§ **Directions for this task**
Update the entries below by changing every "in square brackets" to "in parentheses" and keeping all other text the same. Omit the pictures from your answer.

-- Start --

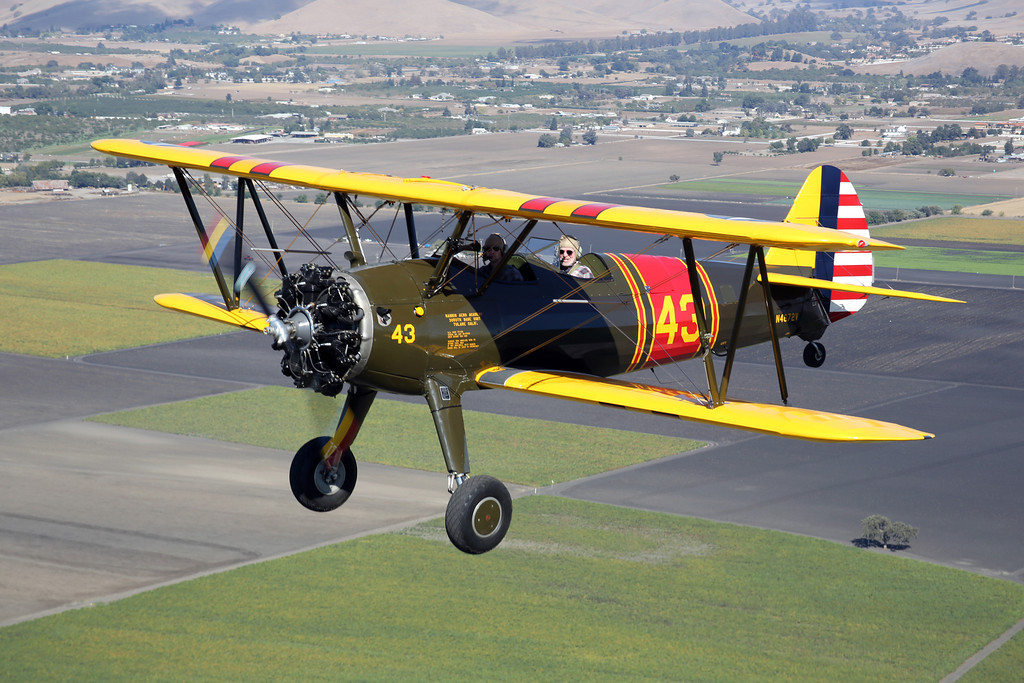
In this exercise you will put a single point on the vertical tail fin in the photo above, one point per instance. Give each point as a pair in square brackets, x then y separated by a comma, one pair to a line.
[828, 200]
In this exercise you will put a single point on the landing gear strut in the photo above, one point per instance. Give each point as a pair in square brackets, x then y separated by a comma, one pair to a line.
[814, 354]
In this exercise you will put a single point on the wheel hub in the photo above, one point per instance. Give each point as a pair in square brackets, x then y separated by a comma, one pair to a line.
[486, 517]
[326, 478]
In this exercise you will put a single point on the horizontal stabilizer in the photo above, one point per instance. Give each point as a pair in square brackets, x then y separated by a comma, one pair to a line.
[765, 418]
[211, 306]
[798, 281]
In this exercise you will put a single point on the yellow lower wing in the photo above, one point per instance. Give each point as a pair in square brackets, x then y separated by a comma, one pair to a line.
[768, 419]
[212, 307]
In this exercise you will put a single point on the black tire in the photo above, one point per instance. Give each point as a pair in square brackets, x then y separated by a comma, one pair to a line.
[814, 354]
[309, 485]
[478, 515]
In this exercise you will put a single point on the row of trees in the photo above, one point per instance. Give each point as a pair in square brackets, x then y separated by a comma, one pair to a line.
[565, 137]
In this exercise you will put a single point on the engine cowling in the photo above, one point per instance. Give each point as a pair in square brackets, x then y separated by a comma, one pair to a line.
[320, 328]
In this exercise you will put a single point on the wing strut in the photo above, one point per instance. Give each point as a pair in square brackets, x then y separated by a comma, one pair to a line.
[718, 391]
[453, 246]
[341, 199]
[414, 247]
[769, 311]
[272, 241]
[717, 397]
[229, 301]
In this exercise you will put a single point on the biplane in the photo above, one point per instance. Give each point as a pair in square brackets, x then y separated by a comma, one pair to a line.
[438, 325]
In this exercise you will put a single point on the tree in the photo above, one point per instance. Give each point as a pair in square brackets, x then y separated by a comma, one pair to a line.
[547, 140]
[879, 529]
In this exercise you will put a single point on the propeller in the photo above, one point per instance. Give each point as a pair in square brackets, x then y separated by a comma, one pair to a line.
[282, 332]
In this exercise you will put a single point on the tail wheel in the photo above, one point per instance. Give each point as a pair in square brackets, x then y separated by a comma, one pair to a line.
[814, 354]
[314, 484]
[478, 515]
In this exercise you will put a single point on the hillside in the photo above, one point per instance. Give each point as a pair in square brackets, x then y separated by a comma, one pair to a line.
[953, 59]
[513, 18]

-- End --

§ **Solution to the exercise**
In this exercise you will put a single point on the vertical tail fin in the photo above, one point per instance. Give each point as a pair in parentheses, x then y separated by a comma, one pair to a line.
[828, 200]
In this exercise you will put a single point on the landing gear strut in the photo above, one point per instance. Give each point as a pair in parentheses, x then y separated by a comma, one pair to a line.
[814, 354]
In this exercise you will put a single point on the wheel hub in the photo above, one point per instance. Give each point as a pair in parentheses, x then y separated by a comma, one pair to a line.
[486, 517]
[326, 478]
In this exercise you will put a single point on the horizontal stabilizer in the photo above, one point per instance. Give each point as a pair in parentheses, x then y separated by a comma, one pair to a line.
[765, 418]
[211, 306]
[798, 281]
In this exercise you will put a single point on the yellow lower wing in the photo above, one point per instance. Give each point as a pair in parentheses, x then y separated by a comma, one pair to a line.
[768, 419]
[212, 307]
In this exercise you will put a single point on the black tire in the photo above, one point per instance. Give each point as a pair in parentheses, x then y separated by a comma, one pair to a line.
[814, 354]
[309, 485]
[478, 515]
In this exercise you will put a single point on the row of trees in the photo above, one point per instance. Give each point as a pair in parentheses, x then y separated by a comma, one pair to a line.
[565, 137]
In this exercise you will put a single point on the engine cowling in the photo above, one point per instance. Give each point as a pair in parentheses, x then y separated by a comma, one pair to a line.
[320, 328]
In this exercise you will put a single point on the wing strut in the photo above, one point per instance. Give each point as a pair in parentheses, x then y separated by a comma, one pair to a line.
[718, 391]
[453, 246]
[341, 199]
[414, 247]
[769, 311]
[272, 241]
[717, 397]
[229, 301]
In this exercise you will put a single point on the biplane in the photo above, one point per instance. Give each point as a pair in parentheses, x then y separated by a comma, one pair to a line.
[438, 325]
In this exercise you will put a single point on the tree in the photo above, one point per instance. Give each point as a pair in parentheses, x then y separated by a comma, one pair to a line.
[547, 140]
[879, 529]
In this exercise you will put a single point on the propeller in the photo above, one point per instance. Give each point as a pair in parentheses, x then y separated by a comma, one pair to a line.
[282, 332]
In this exercise you will put a single point on the tail wheel in the photo above, one point per instance. Give each point as a pair in parentheses, x then y separated by a comma, one pair to a line.
[814, 354]
[314, 484]
[478, 515]
In this exercise you will put a single point on the hillside in the photo above, one point per instance. Give each point as a pair in parentheses, x then y separated by a comma, one pair to a line.
[953, 59]
[513, 18]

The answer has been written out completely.